▸ STATED GOAL: Copy the listing below line for line, changing nothing.

********

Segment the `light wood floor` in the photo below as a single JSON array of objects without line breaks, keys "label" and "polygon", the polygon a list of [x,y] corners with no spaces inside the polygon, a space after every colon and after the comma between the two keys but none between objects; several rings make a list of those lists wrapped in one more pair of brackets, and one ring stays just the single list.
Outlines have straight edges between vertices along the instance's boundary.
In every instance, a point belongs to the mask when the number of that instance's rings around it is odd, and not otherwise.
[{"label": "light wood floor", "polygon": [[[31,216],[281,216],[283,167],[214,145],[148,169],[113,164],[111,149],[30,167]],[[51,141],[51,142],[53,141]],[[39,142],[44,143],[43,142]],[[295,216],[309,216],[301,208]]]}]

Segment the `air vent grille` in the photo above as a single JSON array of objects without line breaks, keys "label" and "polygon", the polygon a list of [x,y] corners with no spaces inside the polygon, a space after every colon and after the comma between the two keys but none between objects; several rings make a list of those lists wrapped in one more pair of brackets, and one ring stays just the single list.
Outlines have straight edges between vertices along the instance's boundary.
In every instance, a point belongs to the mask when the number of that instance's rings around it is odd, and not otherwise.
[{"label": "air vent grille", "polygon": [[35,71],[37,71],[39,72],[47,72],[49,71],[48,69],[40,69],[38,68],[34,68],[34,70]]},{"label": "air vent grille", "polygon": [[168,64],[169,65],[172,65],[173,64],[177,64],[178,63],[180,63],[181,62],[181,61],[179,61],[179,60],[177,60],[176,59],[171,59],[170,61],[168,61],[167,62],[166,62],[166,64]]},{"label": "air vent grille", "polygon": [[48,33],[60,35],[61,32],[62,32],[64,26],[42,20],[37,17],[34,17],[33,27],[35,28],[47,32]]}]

********

▸ TASK ANSWER:
Segment the `light wood floor` in the photo below as a single JSON array of objects without line breaks, keys "label" and "polygon", the polygon a list of [x,y] corners with no spaces inside the polygon, a space after every colon and after the comma between the two keys but none between objects; several rings make a list of those lists wrapped in one more pair of brackets, and one ring stays just the single list.
Outlines have straight edges between vertices along the instance's boundary.
In every instance, a point belongs to the mask when the number of that instance's rings around it is odd, and not otherwise.
[{"label": "light wood floor", "polygon": [[[31,216],[281,216],[283,167],[214,145],[148,169],[113,164],[111,149],[30,167]],[[51,141],[51,142],[53,141]],[[39,142],[44,143],[43,142]],[[295,216],[309,216],[301,208]]]}]

Segment the `air vent grille` in the photo above as a single JSON array of objects without line breaks, keys "label" and "polygon", the polygon a list of [x,y] corners with no spaces inside the polygon, a space after every colon and after the comma between the two keys but none between objects; several rings make a list of those lists wrapped in one more pair of brackets, and one ring stays just the single list.
Outlines have straight edges between vertices along the instance's boundary.
In every instance, a point belongs to the mask when the number of that instance's rings around it is odd, and not otherwise.
[{"label": "air vent grille", "polygon": [[35,71],[37,71],[39,72],[47,72],[49,71],[48,69],[40,69],[38,68],[34,68],[34,70]]},{"label": "air vent grille", "polygon": [[168,64],[169,65],[172,65],[173,64],[177,64],[178,63],[180,63],[181,62],[181,61],[179,61],[179,60],[177,60],[176,59],[171,59],[170,61],[168,61],[167,62],[166,62],[166,64]]},{"label": "air vent grille", "polygon": [[48,33],[60,35],[61,32],[62,32],[64,26],[42,20],[37,17],[34,17],[33,27],[35,28],[47,32]]}]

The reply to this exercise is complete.